::: LISTING

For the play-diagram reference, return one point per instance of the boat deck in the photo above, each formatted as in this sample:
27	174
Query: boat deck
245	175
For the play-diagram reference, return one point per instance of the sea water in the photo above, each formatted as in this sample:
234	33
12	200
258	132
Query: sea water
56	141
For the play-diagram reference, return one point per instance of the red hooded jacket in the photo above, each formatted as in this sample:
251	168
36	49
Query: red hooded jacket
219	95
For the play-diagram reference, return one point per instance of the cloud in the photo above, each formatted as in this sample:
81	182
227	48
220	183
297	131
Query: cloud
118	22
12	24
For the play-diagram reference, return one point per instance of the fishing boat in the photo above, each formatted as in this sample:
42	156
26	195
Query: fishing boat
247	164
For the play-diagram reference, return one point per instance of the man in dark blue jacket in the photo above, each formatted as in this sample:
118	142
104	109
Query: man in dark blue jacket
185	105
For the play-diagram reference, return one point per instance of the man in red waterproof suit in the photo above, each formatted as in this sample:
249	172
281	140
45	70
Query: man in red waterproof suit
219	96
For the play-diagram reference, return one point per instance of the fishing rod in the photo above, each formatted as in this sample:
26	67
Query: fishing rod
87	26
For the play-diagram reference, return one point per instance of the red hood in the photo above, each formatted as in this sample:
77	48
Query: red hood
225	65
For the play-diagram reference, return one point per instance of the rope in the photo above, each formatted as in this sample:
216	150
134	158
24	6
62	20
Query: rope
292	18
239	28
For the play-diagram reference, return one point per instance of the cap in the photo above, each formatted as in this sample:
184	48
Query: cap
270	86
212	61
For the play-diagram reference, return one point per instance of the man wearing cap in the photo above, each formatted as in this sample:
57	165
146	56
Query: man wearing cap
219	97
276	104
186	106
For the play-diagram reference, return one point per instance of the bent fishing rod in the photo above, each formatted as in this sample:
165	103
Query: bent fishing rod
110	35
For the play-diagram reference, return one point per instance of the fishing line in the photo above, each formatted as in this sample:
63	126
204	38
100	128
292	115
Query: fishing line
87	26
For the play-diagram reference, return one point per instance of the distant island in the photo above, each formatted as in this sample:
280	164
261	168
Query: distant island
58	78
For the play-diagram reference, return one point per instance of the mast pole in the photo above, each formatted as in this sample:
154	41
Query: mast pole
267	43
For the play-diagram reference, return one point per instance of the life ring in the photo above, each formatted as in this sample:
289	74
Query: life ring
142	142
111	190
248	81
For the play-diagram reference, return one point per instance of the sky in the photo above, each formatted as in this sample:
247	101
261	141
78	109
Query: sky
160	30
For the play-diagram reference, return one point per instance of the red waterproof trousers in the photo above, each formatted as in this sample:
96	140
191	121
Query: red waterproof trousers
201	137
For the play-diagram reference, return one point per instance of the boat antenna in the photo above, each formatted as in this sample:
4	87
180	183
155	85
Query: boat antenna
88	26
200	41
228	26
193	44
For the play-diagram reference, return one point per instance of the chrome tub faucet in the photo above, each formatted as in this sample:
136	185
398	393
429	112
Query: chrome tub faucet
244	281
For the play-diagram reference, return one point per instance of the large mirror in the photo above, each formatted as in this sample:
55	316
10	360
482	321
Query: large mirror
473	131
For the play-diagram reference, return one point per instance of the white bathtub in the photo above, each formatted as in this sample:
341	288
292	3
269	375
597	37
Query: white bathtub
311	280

::::::

#### SET TASK:
Can you swap "play-diagram reference" for "coaching board" wherever it appears in the lines above and give them back with nothing else altered?

#### EXERCISE SOLUTION:
For the coaching board, return one point per instance of the boat deck in the photo above, each formatted as in this sample:
27	174
Query: boat deck
245	175
For the coaching board, return one point per instance of the sea water in the photo above, each formatted as in this sample:
234	33
12	200
258	132
Query: sea water
56	141
For the coaching board, return one point per instance of the red hooded jacket in the photo above, each formatted as in this sample:
251	168
36	49
Query: red hooded jacket
219	95
For the coaching board, return one point per instance of the cloud in the photo above, each formatted as in this sample:
81	182
227	48
220	183
297	131
Query: cloud
118	22
12	24
For the coaching board, return one point per instance of the fishing boat in the photo above, each formatted as in this sample:
42	156
26	195
Query: fishing boat
247	164
For the coaching board, return one point per instance of the man in dark blue jacket in the photo above, each formatted as in this sample:
118	142
104	109
Query: man in dark blue jacket
185	105
For the coaching board, return one point per instance of the man in red waterproof suit in the photo above, each formatted as in this sample:
249	172
281	140
45	70
Query: man in red waterproof suit
219	96
For the coaching board, return one point per instance of the fishing rod in the photo above, each formatted as in this sample:
26	67
Query: fishing rod
87	26
For the coaching board, return one point per instance of the red hood in the photo above, each formatted as in this sample:
77	48
Query: red hood
225	65
For the coaching board, return one point per instance of the rope in the photo above, each formatted as in this sample:
216	150
134	158
24	6
62	20
Query: rope
292	18
239	28
For the coaching board, return one point per instance of the cap in the photo above, each formatted as in this sample:
184	48
Query: cap
270	86
212	61
For the coaching board, return one point per instance of the man wearing cap in the photo above, each formatted as in this sample:
57	165
146	56
Query: man wearing cap
219	97
276	104
186	106
For the coaching board, return one point per instance of the bent fishing rod in the photo above, each formatted as in this sample:
165	103
Query: bent fishing rod
110	35
For the coaching board, return one point per instance of the fishing line in the photo above, each formatted as in this sample:
63	126
204	38
100	128
292	115
Query: fishing line
87	26
For the coaching board, return one point per instance of the distant island in the photo above, each formatted as in this sample:
280	164
261	168
Query: distant island
58	78
For the coaching board, return one point per instance of the mast pole in the photo above, each formatted as in this sample:
154	41
Query: mast pole
267	43
For the coaching board, return one point per instance of the life ring in the photo above, each formatted as in this sample:
289	74
Query: life ring
142	142
111	190
248	81
For the coaching board, return one point per instance of the sky in the photo above, each formatted as in this sample:
247	101
261	141
78	109
Query: sky
160	30
For the coaching board, return one point per instance of the red waterproof trousers in the photo above, each formatted as in this sample:
96	140
191	121
Query: red waterproof trousers
201	137
For the coaching board, return one point per instance of the boat antenna in the photo above, each formatted as in this sample:
4	87
180	183
155	85
Query: boat antenna
88	26
200	41
228	26
193	44
For the coaching board, return one point per instance of the chrome tub faucet in the photo above, each formatted as in this sample:
136	185
398	393
429	112
Query: chrome tub faucet
244	281
For the coaching board, return one point per instance of the large mirror in the photo above, each formatted as in this sample:
55	316
10	360
482	321
Query: large mirror
473	131
For the coaching board, return one point per instance of the white bathtub in the photo above, each formatted as in this sample:
341	288
292	3
269	375
597	37
Query: white bathtub
311	280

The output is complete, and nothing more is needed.